Could you restate, word for word, the line that has "Point out the overhead" and all lines following it through the end of the entries below?
-- -- --
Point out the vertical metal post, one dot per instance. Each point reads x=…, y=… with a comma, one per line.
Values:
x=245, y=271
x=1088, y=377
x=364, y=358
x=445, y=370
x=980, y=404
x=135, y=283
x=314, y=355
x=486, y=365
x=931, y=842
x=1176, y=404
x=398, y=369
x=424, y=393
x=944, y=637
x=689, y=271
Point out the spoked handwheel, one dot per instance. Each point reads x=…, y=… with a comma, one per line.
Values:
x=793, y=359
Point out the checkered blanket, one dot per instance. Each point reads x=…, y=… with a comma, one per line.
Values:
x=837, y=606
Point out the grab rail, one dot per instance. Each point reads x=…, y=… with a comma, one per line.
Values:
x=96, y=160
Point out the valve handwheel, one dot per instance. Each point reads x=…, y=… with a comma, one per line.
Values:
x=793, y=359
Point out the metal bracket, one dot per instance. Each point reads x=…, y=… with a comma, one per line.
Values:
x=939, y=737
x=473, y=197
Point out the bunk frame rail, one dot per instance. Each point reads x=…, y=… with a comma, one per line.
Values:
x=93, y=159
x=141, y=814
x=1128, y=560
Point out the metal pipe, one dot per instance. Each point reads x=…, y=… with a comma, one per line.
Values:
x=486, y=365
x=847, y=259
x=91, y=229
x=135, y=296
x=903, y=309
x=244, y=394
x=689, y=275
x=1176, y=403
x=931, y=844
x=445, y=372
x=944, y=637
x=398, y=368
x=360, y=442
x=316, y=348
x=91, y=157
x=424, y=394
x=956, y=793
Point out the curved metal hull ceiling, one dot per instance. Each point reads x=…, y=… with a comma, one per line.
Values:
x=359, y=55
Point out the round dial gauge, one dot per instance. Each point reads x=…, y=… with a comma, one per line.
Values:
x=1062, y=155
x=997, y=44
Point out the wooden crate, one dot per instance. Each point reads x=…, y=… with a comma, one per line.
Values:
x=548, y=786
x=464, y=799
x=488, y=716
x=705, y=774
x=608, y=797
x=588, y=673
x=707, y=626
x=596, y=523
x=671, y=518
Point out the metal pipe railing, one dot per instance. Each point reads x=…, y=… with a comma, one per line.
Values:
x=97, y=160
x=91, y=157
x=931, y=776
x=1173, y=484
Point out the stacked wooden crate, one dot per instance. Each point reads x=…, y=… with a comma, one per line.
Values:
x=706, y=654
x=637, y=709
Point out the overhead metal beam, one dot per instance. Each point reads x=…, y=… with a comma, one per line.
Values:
-- -- --
Written solution
Point out the overhead metal beam, one dot per instance. Each point reads x=…, y=… with a comma, one per line.
Values:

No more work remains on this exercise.